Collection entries
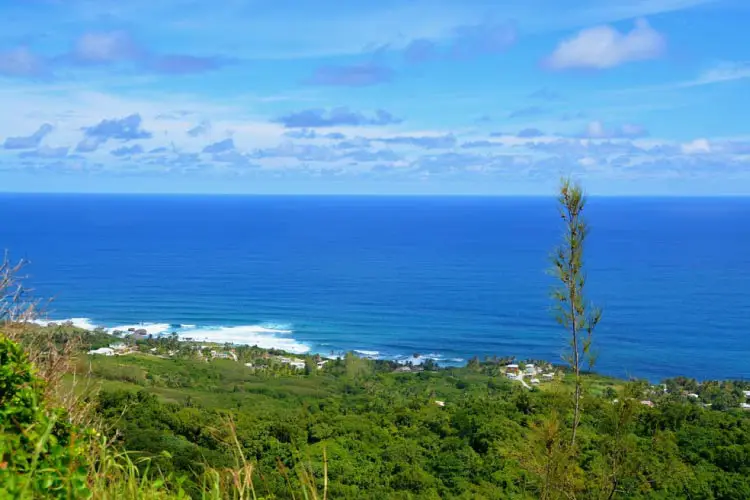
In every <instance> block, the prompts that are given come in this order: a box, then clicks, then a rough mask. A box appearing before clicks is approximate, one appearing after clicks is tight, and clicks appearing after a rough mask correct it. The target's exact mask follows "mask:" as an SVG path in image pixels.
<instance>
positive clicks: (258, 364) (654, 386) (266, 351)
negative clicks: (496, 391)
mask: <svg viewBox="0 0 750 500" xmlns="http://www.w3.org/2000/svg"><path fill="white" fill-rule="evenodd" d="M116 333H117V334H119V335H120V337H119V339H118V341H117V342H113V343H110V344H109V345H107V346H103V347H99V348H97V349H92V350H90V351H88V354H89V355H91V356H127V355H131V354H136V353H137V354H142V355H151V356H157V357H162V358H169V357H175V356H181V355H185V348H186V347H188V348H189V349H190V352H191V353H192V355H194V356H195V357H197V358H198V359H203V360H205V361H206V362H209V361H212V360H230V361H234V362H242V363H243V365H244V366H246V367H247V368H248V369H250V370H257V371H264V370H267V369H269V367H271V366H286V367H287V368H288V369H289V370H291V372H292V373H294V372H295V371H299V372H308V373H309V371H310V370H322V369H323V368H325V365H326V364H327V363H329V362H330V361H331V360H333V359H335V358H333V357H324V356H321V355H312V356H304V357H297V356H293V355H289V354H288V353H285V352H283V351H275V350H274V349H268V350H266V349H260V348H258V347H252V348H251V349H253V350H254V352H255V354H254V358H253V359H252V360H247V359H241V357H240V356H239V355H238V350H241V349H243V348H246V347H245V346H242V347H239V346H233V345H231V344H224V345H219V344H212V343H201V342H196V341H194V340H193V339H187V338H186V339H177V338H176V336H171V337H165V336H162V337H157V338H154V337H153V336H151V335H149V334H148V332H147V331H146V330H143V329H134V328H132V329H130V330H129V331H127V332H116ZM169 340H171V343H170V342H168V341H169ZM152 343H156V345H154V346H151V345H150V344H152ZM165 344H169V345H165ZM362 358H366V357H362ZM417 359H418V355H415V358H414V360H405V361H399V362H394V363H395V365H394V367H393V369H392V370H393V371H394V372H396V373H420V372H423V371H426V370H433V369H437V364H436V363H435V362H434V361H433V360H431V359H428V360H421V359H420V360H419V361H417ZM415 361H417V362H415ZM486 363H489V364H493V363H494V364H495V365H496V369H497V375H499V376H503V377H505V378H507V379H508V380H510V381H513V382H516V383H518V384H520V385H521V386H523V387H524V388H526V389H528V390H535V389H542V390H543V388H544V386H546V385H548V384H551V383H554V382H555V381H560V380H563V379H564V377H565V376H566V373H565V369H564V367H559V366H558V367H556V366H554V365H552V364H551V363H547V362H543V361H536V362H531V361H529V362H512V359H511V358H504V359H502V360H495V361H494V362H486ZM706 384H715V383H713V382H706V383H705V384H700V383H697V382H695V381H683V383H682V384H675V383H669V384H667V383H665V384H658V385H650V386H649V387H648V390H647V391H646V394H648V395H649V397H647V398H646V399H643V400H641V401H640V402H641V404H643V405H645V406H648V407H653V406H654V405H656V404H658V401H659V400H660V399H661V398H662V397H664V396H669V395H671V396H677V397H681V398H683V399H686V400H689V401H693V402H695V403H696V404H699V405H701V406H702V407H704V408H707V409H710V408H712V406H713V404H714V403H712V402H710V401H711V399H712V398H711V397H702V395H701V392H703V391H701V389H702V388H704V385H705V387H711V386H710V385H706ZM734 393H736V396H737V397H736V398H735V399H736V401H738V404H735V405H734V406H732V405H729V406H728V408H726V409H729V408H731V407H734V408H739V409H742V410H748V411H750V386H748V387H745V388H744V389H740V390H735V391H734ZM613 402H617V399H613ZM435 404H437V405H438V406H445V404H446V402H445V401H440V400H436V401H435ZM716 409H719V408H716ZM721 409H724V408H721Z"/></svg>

--

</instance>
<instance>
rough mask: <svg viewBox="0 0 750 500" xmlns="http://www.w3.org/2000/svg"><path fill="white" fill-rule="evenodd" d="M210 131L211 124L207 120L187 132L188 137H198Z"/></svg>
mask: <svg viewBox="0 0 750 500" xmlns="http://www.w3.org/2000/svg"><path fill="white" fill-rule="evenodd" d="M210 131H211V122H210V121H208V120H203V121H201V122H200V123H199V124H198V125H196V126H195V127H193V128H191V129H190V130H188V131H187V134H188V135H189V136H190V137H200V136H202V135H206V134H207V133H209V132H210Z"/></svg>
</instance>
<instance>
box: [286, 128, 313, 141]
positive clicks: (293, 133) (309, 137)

...

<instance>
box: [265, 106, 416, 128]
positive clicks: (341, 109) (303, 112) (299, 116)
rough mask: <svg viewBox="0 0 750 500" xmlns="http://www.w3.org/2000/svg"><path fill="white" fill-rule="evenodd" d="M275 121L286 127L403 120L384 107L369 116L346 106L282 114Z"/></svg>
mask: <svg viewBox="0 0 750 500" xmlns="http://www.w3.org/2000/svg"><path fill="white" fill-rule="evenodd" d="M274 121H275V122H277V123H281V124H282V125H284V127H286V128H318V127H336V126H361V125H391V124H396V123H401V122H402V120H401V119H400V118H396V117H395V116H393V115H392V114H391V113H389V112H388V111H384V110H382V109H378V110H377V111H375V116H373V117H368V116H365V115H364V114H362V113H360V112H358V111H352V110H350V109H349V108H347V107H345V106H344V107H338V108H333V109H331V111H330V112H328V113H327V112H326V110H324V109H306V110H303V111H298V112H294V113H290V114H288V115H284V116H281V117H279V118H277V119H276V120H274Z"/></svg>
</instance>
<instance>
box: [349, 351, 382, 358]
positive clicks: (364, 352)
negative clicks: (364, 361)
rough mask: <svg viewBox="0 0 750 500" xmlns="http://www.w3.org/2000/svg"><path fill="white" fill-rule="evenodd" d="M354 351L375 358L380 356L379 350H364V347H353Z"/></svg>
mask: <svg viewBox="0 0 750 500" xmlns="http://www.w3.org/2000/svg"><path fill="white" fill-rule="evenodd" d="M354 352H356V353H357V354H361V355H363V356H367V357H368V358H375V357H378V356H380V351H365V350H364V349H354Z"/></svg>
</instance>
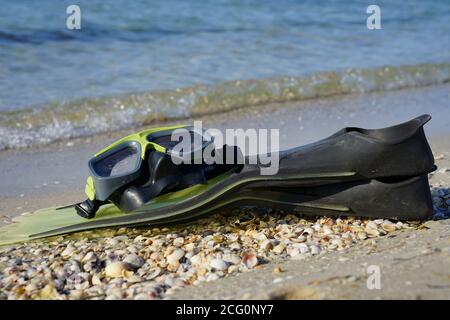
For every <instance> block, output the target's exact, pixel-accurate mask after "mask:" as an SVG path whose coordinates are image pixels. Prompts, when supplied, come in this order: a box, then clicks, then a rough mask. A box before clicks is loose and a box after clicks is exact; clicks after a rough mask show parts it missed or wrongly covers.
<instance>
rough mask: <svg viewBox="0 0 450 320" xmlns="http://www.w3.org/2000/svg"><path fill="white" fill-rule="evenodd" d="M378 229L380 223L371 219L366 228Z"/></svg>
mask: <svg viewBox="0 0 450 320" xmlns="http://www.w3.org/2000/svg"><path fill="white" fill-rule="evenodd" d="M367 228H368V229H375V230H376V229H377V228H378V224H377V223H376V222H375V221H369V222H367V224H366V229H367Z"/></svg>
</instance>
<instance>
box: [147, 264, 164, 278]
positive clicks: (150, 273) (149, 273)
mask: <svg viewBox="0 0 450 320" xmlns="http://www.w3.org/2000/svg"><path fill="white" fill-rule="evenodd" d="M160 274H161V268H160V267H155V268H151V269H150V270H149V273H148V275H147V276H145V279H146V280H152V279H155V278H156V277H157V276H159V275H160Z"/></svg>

[BRIEF]
From the entries above, return exactly the line containing "In every <instance>", the line containing "positive clicks: (258, 364)", and all lines between, and nothing else.

[RESULT]
In every <instance> block, the prompts that are given come in this order: a box, then clicks, then a rough mask. A box appearing before clicks is approximate, one appearing after clicks is tight, and clicks appearing after a rough mask correct it. The target's exact mask follows "mask:" as an SVG path in image pixels.
<instance>
positive clicks: (258, 364) (654, 386) (266, 351)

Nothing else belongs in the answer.